Selection:
Just kinda curious, could you give some numbers how many tartans did they invent and how many of those would subsequently be adopted as kilts of those families?
Thank you for an excellent video. I’m an anthropologist and this just makes me all discombobulated because it makes me question reality. This is often what knowledge does.
@@scotlandunplugged IN that case could you do something on the history of Duntrune castle? :) Its where we're getting married and where my last name, albeit with different spelling than the family that has been residing there for over 200 years, comes from. That said, Im in love with Scotland and was so surreal to visit Argyll where my ancestors came from. Didnt want to leave so badly I cried. Must be something in the blood. Wonder if thats how my forefather felt when leaving to Eastern Canada? Thanks for your videos!
@@shmac96 it’s your own emotions and how you believe you are connected based on what you are told - we are all fantasist - dreamers though nothing wrong with that
I first read about that it in a John Prebble Book on the history of Scotland. Imagine that Native American culture had been all but eradicated and then reconstructed based on Hollywood movies. Or even better, German-Yugoslavian Winnetou films...
Another fascinating story about long ago and far away 😊 I've got a tartan plaid but, according to what dad said before he passed, it's Irish! I like Scotland much better! ❤Thanks ❤❤
Really interesting. I am the Turnbull tartan. My late sister was the Elliot tarten and hubby's, the Bell tarten. Wasn't it the Turnbulls and the Clan Douglas that were always fighting. Lol. 👍👍👍💯
I had heard that tartan was an invention of the Victorians and Victoria had her household at Balmoral kitted out, but even so I think they look wonderful and colourful, even if they are not strictly traditional. But let’s face it, traditions have to start somewhere and various tartans were popular as basic colourful weaves from all around the world, where clothes were made of woollens and different coloured dyes were woven into fabrics. The beauty of this means that anyone can claim their own tartan legitimately and start their own tradition. I have a tartan blanket that came with my second hand Polo, and as a forester feel obliged to wear tartan checked shirts wherever possible, even though I have only one distant Scottish relative👍
Sighing... I had a cousin pass away last summer whoo wanted to be buried in the family tartan.. kilt, tam, socks, the works... If he had only known... 🤣🙃🤪
Thank you for sharing. So, did the Highlanders wear kilts, and if so, was it more personal choice than Clan colors? I would be interested in your thoughts.
Living well on other people's money! Truly the best way to live. Any deposed government will have these characters pop up ... the TRUE heir to __whatever__ who can usually suck enough money from the exiles pining for the good old days to live quite well. Empress Carlota of Mexico grew up in the Spanish court, listening to the exiles pining about the good old days before the Mexican Revolution sent them back to Spain ... she was a major reason Maximilian took the job as emperor.
I was under the impression that the kilt was completely made up as well, and that William Wallace wore the clothing that every other medieval knight wore with no kilts.
He’d probably have worn chain mail, but definitely no kilt. The kilt dates back to around the 16th century and was worn by highlanders. It probably came about because of easier access to wool. Ironically, the thing that killed off a lot of highland culture. There’s a video on the channel from last summer. Will do another soon on the great kilt.

Some items:
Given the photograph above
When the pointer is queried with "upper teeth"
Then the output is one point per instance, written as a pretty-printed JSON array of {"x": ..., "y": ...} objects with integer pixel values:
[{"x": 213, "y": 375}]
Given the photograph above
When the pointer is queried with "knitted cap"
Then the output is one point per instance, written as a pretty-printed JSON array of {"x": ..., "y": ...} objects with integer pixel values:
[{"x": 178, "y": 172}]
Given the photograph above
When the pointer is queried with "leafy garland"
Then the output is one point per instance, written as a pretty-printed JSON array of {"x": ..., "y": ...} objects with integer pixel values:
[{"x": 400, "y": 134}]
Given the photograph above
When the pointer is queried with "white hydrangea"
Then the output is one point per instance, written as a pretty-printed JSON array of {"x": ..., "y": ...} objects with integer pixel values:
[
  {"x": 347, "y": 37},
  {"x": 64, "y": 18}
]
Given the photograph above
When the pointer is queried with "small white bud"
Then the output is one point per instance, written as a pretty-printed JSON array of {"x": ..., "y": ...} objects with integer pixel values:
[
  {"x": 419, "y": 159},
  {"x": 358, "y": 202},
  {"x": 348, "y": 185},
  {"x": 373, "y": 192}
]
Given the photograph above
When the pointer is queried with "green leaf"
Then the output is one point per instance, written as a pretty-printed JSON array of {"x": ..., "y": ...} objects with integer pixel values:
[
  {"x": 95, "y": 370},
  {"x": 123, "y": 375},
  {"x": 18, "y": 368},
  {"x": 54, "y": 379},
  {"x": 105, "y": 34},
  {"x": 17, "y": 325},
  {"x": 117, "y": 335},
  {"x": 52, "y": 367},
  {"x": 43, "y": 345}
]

Written exercise:
Add the next part of the comment thread on tartan and kilt history, starting after its last comment.

Output:
@@scotlandunplugged Hello! Glad to hear that you're looking at doing a video on the great kilt. I've worn one as my clothes for over a year, I've blended in to the Edinburgh landscape, just the "odd man in a blanket". Interested to see what you uncover!
Yes, all tartans were made up at some time by somebody- as is every other human device. It’s when you start peddling your invention as a centuries old tradition that it becomes a fraud. But with cultural symbols, if enough people adopt them, they become true. The clan tartan tradition has been going on now for something like 200 years. That’s not the same as a thousand years, but it’s still multiple generations of people adopting the talismans. I’d call that a tradition.
They do indeed. Tartans were more geographical in the early days, based on whatever the weavers made. The links to clans came much later, when highland culture became romanticised. I did a video on kilts last summer and that goes into the history of the kilt. 🙂 I’ll do one on tartan soon.
I'm of clan Lindsay in the US, I get that the tartans came later in time, but what about the clan mottos and clan badges did they come around the same time as the tartans or earlier?
The wearing of crests dates from around the same time, I believe. But some mottos are earlier. I think there was a Lindsay tartan produced around the end of the 18th century.
@@scotlandunplugged Thank you for your reply , I've just learned that I'm scottish and I'm trying to learn all I can of the Lindsay clan. Although my grandfather spelled it Lindsey. I enjoy your videos keep up the good work.
Can you do a video explaining how and why Scottish English is the way it is? Different from British English? And how the various accents came to be throughout Great Britain and Ireland?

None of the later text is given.